EXERCISE DIRECTIONS — Please retype the passage of the review of Smalltime below, between "In the hierarchy" and "on the page.", inclusive.

Russell Shorto’s Grandpa Was a ‘Smalltime’ Mobster

SMALLTIME
A Story of My Family and the Mob
By Russell Shorto

In the hierarchy of literary respect, fiction is king, followed by historical narrative and, dead last, the lowly memoir. To those who have never practiced it, or to those who practice it badly, memoir writing is simply a regurgitation of life events. But a well-crafted memoir involves archival research, hours of taped interviews and a narrative structure that leaves more on the cutting-room floor than on the page.

Reporting on your own life or on the lives of people who share your DNA can be much more challenging than reporting on strangers. For starters, some friends and family will hate you for it. But the main difference is the emotional investment — and emotional payoff — which can push the memoir to the top of the literary heap.

DATA EXTRACTS —
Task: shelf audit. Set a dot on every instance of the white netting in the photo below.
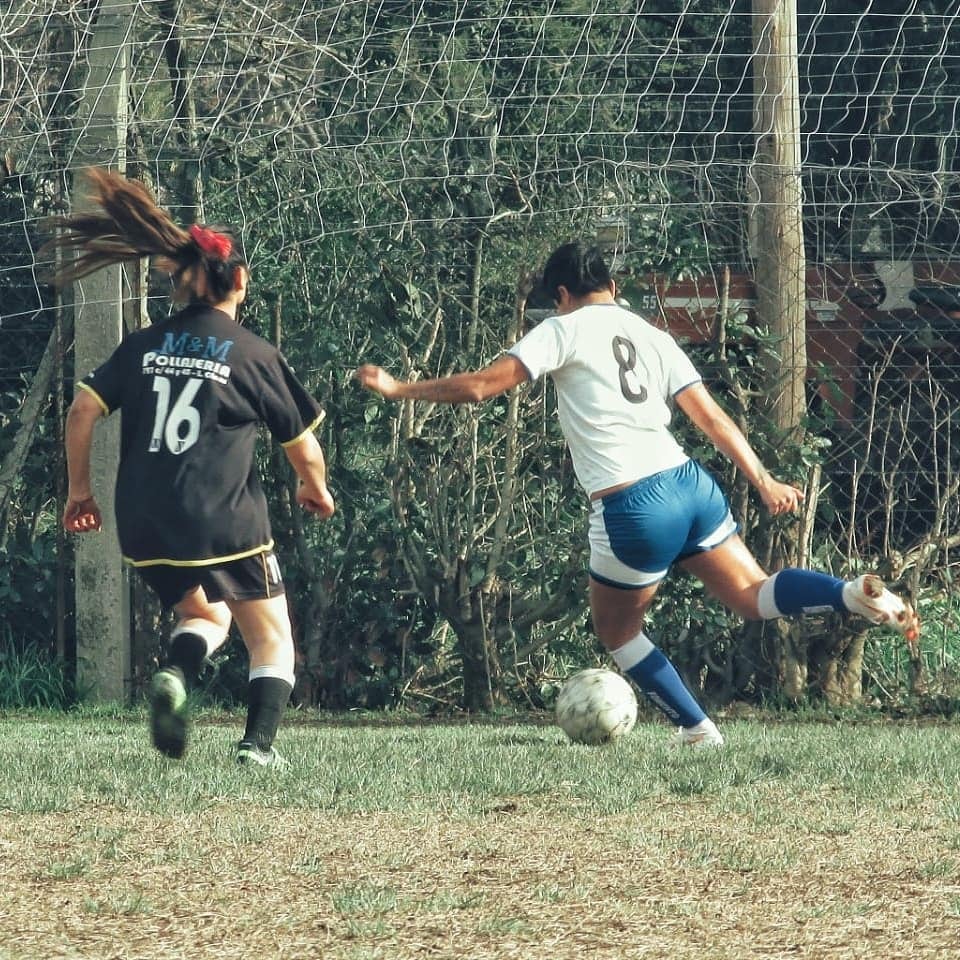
(371, 129)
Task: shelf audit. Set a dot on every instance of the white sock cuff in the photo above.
(273, 670)
(632, 652)
(766, 605)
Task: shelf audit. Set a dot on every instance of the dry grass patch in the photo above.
(672, 879)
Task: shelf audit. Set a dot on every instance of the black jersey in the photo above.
(192, 392)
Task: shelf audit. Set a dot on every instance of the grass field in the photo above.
(500, 840)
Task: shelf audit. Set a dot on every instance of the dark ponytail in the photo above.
(126, 224)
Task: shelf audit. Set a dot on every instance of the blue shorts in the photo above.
(638, 532)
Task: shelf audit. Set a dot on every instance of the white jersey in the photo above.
(614, 374)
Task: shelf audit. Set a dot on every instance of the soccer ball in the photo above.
(596, 706)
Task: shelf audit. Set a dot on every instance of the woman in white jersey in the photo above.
(651, 506)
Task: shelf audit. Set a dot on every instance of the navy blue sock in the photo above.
(796, 592)
(658, 679)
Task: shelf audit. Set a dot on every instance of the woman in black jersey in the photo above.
(192, 519)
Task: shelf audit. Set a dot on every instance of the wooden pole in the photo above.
(776, 225)
(102, 586)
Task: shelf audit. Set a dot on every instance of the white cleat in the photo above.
(868, 597)
(697, 739)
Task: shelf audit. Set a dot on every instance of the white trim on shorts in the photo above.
(606, 568)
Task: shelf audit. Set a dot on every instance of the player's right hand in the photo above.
(81, 516)
(376, 379)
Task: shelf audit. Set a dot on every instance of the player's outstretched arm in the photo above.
(468, 387)
(710, 418)
(307, 459)
(81, 513)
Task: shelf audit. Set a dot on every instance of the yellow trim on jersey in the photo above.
(300, 436)
(96, 396)
(209, 562)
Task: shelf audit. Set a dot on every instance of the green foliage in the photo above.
(29, 677)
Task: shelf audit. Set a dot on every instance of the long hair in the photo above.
(126, 223)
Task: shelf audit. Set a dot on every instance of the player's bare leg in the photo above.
(618, 616)
(265, 628)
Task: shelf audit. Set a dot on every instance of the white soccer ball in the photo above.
(596, 706)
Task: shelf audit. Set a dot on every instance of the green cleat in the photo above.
(168, 712)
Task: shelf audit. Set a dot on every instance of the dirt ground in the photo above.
(679, 880)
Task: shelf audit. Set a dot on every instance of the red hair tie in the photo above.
(210, 242)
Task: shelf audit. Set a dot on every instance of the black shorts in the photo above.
(250, 578)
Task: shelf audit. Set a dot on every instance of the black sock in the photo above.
(188, 651)
(266, 699)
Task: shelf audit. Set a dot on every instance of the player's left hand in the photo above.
(81, 516)
(780, 497)
(316, 500)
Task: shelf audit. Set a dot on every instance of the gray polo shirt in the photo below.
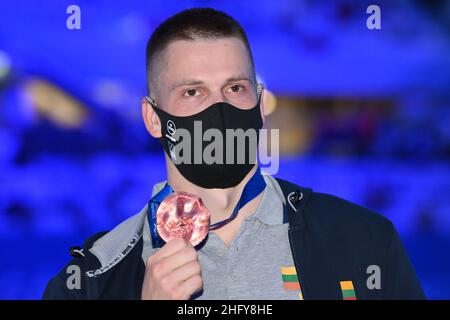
(251, 267)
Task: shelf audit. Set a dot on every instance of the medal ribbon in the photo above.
(252, 189)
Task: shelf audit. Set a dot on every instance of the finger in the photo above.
(180, 258)
(191, 286)
(186, 271)
(169, 249)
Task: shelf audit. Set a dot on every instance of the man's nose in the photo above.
(218, 97)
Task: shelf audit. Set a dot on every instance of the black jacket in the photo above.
(332, 240)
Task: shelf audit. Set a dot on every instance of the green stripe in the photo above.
(289, 277)
(348, 293)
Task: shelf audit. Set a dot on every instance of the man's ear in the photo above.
(151, 119)
(261, 106)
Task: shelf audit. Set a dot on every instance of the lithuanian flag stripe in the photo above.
(290, 280)
(289, 277)
(348, 291)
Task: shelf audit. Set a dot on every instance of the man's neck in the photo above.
(220, 202)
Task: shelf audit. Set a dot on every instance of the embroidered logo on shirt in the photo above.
(348, 291)
(290, 280)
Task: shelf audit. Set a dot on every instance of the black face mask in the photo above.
(220, 116)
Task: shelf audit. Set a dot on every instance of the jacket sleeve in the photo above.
(57, 290)
(401, 282)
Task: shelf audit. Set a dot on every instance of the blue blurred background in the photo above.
(364, 115)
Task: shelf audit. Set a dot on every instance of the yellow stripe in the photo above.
(346, 285)
(288, 270)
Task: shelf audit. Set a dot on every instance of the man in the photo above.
(271, 239)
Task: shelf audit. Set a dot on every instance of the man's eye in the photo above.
(191, 93)
(235, 88)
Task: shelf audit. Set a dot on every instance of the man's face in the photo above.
(195, 74)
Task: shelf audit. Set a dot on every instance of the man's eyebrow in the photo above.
(195, 82)
(239, 78)
(187, 82)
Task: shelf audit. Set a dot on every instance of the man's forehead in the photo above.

EXERCISE ANSWER —
In the hierarchy of literary respect, fiction is king, followed by historical narrative and, dead last, the lowly memoir. To those who have never practiced it, or to those who practice it badly, memoir writing is simply a regurgitation of life events. But a well-crafted memoir involves archival research, hours of taped interviews and a narrative structure that leaves more on the cutting-room floor than on the page.